■ Aim
Gather each line in the items below that contains the word "nose" and copy it out. Case counts.

■ Stored rows
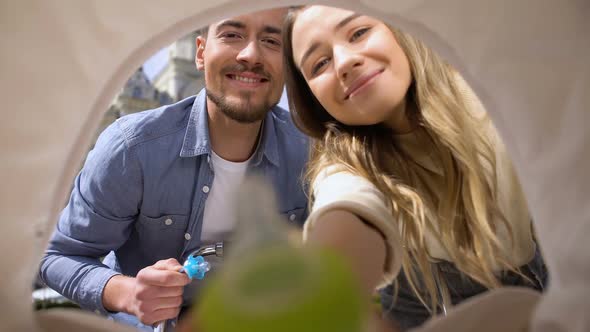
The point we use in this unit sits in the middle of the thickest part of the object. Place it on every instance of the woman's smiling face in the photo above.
(352, 64)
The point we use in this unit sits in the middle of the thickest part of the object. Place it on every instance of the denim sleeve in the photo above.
(97, 219)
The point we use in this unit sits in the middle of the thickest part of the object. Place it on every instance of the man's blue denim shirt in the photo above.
(141, 194)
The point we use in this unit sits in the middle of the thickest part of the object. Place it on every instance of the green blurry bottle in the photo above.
(270, 285)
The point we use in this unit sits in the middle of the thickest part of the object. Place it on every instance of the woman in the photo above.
(407, 176)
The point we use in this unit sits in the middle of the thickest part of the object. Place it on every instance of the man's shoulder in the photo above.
(152, 124)
(284, 124)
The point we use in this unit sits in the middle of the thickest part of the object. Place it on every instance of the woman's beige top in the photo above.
(336, 188)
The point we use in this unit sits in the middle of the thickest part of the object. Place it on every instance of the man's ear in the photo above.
(200, 53)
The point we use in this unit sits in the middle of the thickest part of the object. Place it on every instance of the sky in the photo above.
(156, 63)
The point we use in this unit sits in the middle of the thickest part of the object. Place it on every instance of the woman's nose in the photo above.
(346, 61)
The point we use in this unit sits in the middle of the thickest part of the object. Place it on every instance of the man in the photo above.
(160, 184)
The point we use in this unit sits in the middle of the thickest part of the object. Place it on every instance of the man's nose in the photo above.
(346, 61)
(250, 54)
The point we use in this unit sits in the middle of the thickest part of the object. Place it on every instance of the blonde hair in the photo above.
(463, 145)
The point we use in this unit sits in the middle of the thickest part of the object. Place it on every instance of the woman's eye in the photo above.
(359, 33)
(318, 66)
(272, 42)
(231, 35)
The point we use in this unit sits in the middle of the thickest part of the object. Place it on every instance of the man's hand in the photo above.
(154, 295)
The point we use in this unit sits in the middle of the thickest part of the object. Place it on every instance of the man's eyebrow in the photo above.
(229, 23)
(338, 26)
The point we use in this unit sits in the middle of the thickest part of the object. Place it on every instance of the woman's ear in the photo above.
(200, 53)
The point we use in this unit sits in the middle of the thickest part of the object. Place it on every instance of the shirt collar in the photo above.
(196, 139)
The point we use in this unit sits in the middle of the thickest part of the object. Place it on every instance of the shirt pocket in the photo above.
(162, 237)
(295, 216)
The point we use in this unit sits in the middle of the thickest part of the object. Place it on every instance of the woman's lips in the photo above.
(360, 83)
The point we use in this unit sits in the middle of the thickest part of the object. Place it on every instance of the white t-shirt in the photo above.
(219, 217)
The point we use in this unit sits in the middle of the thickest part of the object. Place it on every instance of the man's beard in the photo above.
(243, 111)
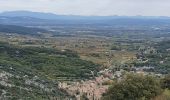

■ Solution to this problem
The point we use in this unit sits in the middle of the thickest part of the object. Place it on every instance of the woman's nose in the photo above.
The point we use in this unit sits in the middle of the thickest part of the object. Place it on every instance of the man's nose in the photo above.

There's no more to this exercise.